Text-to-region grounding data:
····················

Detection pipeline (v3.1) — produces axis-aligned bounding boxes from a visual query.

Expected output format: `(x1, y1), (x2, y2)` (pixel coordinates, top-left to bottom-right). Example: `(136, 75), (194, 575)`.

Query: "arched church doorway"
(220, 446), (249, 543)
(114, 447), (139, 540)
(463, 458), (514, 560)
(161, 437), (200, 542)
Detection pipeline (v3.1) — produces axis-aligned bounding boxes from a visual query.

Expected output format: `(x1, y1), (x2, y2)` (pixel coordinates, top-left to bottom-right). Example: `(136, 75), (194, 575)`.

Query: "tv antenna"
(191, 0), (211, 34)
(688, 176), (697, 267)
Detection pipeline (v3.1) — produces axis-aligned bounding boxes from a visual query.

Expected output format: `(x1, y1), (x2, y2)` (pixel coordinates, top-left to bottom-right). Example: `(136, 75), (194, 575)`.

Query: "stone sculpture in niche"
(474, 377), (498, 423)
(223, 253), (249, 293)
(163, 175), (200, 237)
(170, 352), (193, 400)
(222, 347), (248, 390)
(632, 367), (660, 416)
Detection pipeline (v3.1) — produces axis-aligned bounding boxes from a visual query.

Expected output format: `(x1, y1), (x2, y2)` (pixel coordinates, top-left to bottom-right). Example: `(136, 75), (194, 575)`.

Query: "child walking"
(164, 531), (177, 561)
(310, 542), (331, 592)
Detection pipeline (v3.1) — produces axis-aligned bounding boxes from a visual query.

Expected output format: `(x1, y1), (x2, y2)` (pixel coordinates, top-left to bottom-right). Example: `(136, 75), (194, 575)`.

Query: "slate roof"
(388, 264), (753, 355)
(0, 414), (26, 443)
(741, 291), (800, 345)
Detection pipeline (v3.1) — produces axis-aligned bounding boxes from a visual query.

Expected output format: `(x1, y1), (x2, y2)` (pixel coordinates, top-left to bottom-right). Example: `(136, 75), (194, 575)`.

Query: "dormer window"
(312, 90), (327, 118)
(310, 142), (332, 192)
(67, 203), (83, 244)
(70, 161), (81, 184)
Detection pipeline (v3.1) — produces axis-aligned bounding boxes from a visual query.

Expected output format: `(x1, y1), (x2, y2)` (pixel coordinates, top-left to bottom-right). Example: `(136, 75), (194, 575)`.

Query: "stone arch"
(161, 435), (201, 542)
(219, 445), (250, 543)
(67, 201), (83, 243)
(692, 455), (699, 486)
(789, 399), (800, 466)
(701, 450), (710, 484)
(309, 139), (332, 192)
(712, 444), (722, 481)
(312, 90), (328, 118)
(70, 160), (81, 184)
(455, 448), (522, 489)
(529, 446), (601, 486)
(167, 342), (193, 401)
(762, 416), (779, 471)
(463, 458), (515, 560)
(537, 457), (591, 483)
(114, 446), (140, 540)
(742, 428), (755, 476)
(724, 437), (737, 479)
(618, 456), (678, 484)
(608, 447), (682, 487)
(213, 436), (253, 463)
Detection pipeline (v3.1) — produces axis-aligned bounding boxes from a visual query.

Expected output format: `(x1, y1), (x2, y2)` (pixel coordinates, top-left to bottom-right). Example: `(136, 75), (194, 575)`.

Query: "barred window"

····················

Your objective ->
Restate the records above word for word.

Task response ->
Detection pipeline (v3.1) — produces axis-aligned bounding boxes from a visual query.

Expected output format: `(x1, y1), (x2, y2)` (pixel coordinates, top-left to bottom-right). Example: `(136, 75), (194, 575)`.

Query: "arched church doorway"
(220, 446), (249, 543)
(114, 447), (139, 540)
(463, 458), (514, 560)
(161, 437), (200, 542)
Detection pipeline (v3.1) — produces axis-aligned bounding boxes from a visual query.

Expected output format: `(x1, y1), (x2, y2)` (pixel coordinates, top-left to bottom-right). Example: `(136, 75), (194, 575)`.

Query: "tv antenna"
(191, 0), (211, 34)
(688, 176), (697, 267)
Detection pipeline (v3.1) — produces axis-aligned bounding boxes from a visual query.

Expected output format: `(x1, y1), (x2, y2)` (pixel coordinates, top-left to bottom-right). Example: `(136, 75), (194, 575)`.

Query: "stone sculpture in niche"
(474, 377), (498, 423)
(223, 253), (249, 293)
(163, 175), (200, 237)
(170, 352), (193, 400)
(222, 347), (248, 390)
(632, 367), (660, 416)
Detection pipeline (v3.1) — produces axis-aligned bounding boxes from a visual query.

Expected output format: `(x1, y1), (x2, y2)` (pixel coordinates, top-left to bottom-right). Example: `(136, 75), (194, 575)`.

Query: "child walking"
(164, 531), (177, 561)
(310, 542), (331, 592)
Detection pipeline (v3.1) — produces axis-aligned bounding boxes from a visual query.

Expected output format: `(x1, y1), (x2, y2)` (pixel coordinates, top-left to bottom-right). Example: `(136, 75), (194, 575)`.

Query: "slate roof"
(388, 264), (753, 355)
(0, 414), (26, 443)
(741, 291), (800, 345)
Detection pipeline (v3.1) — produces axis-aligned bounding boxes from a visual query.

Expected output format: `(x1, y1), (x2, y2)` (pixel coordinates, top-left to bottom-right). Example: `(136, 75), (194, 575)`.

Query: "dormer window"
(312, 90), (327, 118)
(310, 142), (332, 192)
(67, 203), (83, 244)
(70, 161), (81, 184)
Detection pipeline (v3.1) — produces axis-aligned bounding boxes from a visual query.

Expected output format: `(x1, y1), (x2, y2)` (pixel coordinates, top-left to bottom-right). Example: `(136, 75), (194, 575)`.

Query: "stone arch"
(161, 435), (201, 542)
(219, 445), (250, 543)
(67, 201), (83, 243)
(692, 455), (699, 486)
(789, 399), (800, 466)
(701, 450), (710, 484)
(309, 139), (332, 192)
(712, 444), (722, 481)
(312, 90), (328, 118)
(70, 160), (81, 184)
(455, 448), (522, 489)
(529, 446), (601, 486)
(167, 342), (193, 401)
(762, 416), (779, 471)
(463, 458), (515, 560)
(537, 457), (591, 483)
(114, 446), (140, 540)
(742, 428), (755, 476)
(724, 437), (737, 479)
(618, 456), (678, 484)
(608, 447), (682, 487)
(213, 436), (253, 463)
Detection pipeline (v3.1) — produces axis-aligned bounding boxes from a visual query.

Expected output format: `(x1, y1), (x2, y2)` (pixel coordinates, top-left to bottom-right). Example: `(136, 75), (194, 575)`.

Query: "barred window"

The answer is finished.